WRITTEN TASK 1 | Retype the Licorice Pizza article word for word, from "Licorice Pizza was" to "so perfectly captures.".
WRITTEN TASK 2 | Extend the Licorice Pizza article beyond its final sentence.

SOURCE DOCUMENT |
——————————

Gary and Alana running in Licorice Pizza

Licorice Pizza

Licorice Pizza was a record store. You aren’t going to learn that watching Paul Thomas Anderson’s latest film with the same name. The store doesn’t appear in the film at all. If you knew about the record store already, it’s probably because you grew up in Southern California in the 1970s when the record store chain existed and when PTA’s film is set. Knowing Licorice Pizza is a record store though is advantageous to slipping into the groove of this movie. It’s like a trip to a record store. Licorice Pizza is a great hangout movie, awash in music—throughout, needles drop like sunshine from the Southern California sky—and shining with all the adolescent feelings pop music so perfectly captures.

——————————

RECORD LIST |
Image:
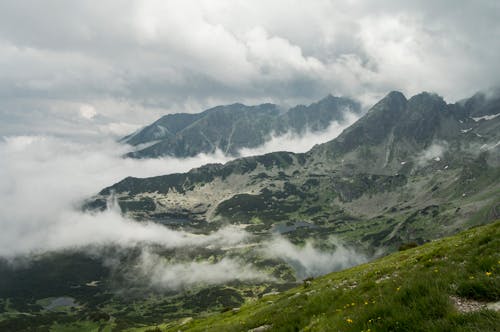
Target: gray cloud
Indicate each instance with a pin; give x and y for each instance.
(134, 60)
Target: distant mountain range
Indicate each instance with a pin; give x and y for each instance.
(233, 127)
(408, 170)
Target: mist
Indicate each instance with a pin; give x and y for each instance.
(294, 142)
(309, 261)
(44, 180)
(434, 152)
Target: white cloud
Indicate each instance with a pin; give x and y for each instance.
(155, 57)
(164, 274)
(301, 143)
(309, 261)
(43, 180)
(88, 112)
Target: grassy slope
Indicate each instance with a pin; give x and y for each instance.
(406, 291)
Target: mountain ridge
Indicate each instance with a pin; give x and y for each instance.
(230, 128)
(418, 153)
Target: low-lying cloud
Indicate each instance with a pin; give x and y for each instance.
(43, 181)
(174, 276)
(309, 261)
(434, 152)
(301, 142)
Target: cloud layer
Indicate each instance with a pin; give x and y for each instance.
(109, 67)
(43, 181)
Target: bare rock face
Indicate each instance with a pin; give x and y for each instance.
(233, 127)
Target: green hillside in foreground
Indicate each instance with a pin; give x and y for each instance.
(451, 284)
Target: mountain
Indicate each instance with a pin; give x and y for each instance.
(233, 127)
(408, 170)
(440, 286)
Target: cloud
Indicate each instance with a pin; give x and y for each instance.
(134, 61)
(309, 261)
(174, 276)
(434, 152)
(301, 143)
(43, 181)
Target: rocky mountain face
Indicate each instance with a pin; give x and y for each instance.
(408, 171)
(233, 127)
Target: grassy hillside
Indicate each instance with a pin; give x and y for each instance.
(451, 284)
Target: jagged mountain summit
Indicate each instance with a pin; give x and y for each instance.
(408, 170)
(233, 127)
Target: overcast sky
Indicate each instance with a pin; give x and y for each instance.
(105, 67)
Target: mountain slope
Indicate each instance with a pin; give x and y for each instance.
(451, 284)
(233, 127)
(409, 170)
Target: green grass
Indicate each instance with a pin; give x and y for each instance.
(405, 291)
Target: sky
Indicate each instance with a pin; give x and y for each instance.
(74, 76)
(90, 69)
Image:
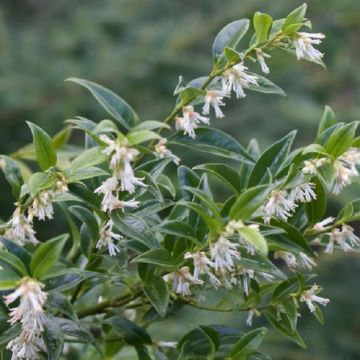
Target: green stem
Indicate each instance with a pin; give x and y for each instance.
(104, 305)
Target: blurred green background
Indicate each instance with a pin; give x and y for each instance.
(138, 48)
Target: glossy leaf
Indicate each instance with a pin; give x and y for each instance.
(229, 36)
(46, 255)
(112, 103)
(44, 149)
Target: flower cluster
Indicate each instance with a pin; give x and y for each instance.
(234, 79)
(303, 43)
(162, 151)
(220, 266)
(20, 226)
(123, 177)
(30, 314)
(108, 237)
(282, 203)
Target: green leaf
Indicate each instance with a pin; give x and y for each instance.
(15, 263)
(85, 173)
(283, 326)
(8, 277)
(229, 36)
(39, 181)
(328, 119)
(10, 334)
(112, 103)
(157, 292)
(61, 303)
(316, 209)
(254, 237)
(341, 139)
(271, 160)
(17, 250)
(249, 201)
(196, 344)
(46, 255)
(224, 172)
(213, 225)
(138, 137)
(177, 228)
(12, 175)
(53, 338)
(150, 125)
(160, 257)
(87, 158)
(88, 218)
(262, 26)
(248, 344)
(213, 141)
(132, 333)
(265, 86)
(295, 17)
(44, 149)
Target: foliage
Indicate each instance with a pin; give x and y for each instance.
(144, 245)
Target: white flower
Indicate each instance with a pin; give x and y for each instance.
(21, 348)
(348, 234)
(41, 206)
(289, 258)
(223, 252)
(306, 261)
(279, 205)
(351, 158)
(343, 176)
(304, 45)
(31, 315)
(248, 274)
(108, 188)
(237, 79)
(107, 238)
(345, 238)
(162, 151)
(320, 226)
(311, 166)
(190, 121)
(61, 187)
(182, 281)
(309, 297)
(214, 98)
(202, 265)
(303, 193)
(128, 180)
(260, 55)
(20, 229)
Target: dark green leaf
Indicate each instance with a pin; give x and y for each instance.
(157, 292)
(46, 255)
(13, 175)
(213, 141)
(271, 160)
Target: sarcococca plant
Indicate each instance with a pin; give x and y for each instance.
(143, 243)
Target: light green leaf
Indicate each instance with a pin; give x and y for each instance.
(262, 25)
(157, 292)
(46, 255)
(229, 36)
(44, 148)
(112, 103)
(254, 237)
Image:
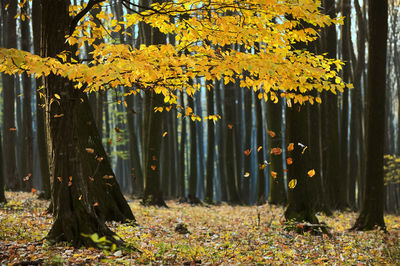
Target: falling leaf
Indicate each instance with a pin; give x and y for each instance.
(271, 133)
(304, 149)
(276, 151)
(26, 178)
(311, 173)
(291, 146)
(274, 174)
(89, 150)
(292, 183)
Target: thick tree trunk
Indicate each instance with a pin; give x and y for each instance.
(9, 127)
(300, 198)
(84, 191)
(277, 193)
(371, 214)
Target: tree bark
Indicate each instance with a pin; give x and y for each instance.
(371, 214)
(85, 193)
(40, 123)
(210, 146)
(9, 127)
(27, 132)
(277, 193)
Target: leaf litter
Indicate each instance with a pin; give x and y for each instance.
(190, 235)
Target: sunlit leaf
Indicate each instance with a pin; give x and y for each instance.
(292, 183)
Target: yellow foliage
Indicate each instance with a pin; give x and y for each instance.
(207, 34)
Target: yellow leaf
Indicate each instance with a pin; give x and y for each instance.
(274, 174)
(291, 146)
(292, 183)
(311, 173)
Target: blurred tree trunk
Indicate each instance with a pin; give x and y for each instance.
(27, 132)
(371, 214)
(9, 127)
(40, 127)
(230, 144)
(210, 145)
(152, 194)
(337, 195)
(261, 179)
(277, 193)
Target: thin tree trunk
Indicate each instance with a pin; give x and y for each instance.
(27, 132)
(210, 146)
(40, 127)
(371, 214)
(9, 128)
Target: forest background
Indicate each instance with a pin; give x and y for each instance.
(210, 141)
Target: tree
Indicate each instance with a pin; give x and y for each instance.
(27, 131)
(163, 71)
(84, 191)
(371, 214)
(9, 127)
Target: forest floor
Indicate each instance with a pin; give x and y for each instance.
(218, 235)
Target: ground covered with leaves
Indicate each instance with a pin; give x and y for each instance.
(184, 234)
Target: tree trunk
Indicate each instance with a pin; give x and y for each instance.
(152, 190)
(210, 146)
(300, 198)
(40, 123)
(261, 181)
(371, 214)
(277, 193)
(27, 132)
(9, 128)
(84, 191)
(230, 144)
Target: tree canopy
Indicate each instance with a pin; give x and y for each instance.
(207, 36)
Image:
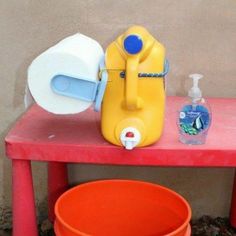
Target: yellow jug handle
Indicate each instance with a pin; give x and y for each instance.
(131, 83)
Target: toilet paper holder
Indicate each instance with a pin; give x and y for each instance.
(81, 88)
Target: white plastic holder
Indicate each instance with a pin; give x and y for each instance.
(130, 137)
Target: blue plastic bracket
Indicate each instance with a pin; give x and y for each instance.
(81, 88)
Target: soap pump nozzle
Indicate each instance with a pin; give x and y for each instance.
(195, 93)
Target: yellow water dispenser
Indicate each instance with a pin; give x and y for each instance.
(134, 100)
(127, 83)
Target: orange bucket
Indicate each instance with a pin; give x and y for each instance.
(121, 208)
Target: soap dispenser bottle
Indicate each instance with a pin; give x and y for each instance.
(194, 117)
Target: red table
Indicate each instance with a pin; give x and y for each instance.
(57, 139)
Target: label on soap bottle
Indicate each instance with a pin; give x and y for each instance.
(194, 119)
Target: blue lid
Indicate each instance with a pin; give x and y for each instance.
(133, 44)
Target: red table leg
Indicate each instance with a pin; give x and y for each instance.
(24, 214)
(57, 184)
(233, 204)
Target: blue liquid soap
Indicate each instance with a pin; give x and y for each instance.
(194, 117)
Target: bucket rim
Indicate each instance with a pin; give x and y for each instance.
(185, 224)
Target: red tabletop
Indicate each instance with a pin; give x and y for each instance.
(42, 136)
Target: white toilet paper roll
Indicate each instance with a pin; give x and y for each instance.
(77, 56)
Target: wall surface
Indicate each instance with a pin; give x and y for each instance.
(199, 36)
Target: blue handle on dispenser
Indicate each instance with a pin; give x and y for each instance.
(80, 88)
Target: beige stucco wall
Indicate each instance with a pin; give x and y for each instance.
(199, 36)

——————————

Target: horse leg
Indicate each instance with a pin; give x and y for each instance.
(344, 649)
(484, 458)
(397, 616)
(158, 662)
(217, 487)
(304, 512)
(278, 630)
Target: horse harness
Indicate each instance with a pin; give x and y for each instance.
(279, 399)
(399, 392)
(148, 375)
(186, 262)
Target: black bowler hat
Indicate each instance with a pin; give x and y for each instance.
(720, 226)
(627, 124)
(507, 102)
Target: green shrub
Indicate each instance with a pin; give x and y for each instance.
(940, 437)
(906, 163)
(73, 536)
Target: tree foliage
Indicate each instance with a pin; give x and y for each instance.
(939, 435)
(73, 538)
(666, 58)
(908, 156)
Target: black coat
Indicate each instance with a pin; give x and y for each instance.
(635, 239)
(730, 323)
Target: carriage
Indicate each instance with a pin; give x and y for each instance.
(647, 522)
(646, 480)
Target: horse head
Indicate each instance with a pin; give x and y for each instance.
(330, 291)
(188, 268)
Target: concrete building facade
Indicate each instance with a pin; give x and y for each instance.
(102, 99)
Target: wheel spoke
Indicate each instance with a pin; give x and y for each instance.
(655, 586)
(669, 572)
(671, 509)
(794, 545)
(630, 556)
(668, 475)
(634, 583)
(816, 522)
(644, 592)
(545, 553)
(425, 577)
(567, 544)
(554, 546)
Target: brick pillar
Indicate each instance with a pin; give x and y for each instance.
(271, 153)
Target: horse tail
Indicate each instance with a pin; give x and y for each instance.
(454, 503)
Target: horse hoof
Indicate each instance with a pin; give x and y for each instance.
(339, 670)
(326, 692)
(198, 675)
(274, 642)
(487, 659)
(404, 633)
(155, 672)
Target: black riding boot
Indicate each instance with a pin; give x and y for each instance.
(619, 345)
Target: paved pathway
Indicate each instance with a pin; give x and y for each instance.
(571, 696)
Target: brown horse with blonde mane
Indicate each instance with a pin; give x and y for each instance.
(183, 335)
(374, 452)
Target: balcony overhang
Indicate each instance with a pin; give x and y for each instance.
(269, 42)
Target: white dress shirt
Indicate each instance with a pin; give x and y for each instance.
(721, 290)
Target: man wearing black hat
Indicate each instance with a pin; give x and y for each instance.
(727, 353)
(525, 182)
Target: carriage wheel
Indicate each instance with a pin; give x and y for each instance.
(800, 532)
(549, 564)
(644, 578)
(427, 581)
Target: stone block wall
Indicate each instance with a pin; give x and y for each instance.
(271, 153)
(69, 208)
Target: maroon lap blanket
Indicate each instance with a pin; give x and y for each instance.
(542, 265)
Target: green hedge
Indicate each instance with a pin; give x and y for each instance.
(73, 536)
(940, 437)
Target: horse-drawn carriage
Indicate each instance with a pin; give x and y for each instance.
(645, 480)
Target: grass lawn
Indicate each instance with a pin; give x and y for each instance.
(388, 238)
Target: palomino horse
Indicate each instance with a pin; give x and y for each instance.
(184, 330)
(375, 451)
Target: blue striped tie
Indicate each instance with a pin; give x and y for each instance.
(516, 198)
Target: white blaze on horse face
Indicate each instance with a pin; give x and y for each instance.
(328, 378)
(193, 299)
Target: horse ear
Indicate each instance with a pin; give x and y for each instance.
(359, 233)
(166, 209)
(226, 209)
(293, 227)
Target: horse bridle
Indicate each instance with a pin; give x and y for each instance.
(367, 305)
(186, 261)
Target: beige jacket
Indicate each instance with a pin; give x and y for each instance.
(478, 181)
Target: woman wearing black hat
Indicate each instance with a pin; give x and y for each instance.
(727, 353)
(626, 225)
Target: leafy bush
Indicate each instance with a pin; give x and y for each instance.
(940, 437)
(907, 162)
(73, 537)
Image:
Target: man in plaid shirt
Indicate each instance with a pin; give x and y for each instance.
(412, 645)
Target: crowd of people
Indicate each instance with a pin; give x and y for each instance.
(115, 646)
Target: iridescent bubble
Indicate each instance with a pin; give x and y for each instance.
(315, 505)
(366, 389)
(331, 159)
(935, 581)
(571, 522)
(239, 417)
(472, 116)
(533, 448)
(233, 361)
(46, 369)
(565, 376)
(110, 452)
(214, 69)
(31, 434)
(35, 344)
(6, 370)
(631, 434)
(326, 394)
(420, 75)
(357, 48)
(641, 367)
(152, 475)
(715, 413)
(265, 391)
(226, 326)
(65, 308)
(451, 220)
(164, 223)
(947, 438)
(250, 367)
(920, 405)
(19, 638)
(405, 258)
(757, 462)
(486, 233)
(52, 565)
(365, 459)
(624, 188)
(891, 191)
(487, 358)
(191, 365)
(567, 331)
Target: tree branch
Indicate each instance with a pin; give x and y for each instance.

——————————

TASK ANSWER 1 |
Licorice Pizza was a record store. You aren’t going to learn that watching Paul Thomas Anderson’s latest film with the same name. The store doesn’t appear in the film at all. If you knew about the record store already, it’s probably because you grew up in Southern California in the 1970s when the record store chain existed and when PTA’s film is set. Knowing Licorice Pizza is a record store though is advantageous to slipping into the groove of this movie. It’s like a trip to a record store. Licorice Pizza is a great hangout movie, awash in music—throughout, needles drop like sunshine from the Southern California sky—and shining with all the adolescent feelings pop music so perfectly captures.

TASK ANSWER 2 |
There are probably lots of other things about Licorice Pizza that you only recognize if you grew up in the San Fernando Valley in the 1970s like the kids in the movie are doing. The film has such a strong sense of place. It is profoundly nostalgic. In nostalgia we only have lingering sense of “the way things felt when.” The way things felt warps and morphs our memory of places and events until they become something they factually were not but which are truer, in a way, to how we experienced them. We don’t understand many facets of who we are and what we do in the present moment. We just live. Only afterwards, with years of accumulated wisdom on our side, can we accurately see ourselves in the past, or at least the aspects of ourselves that mattered in the long run. But then, from the present, so much of the past is inaccessible to us. We have only our memories that held onto us, saturated by the years to accentuate what was emotionally remarkable in those moments.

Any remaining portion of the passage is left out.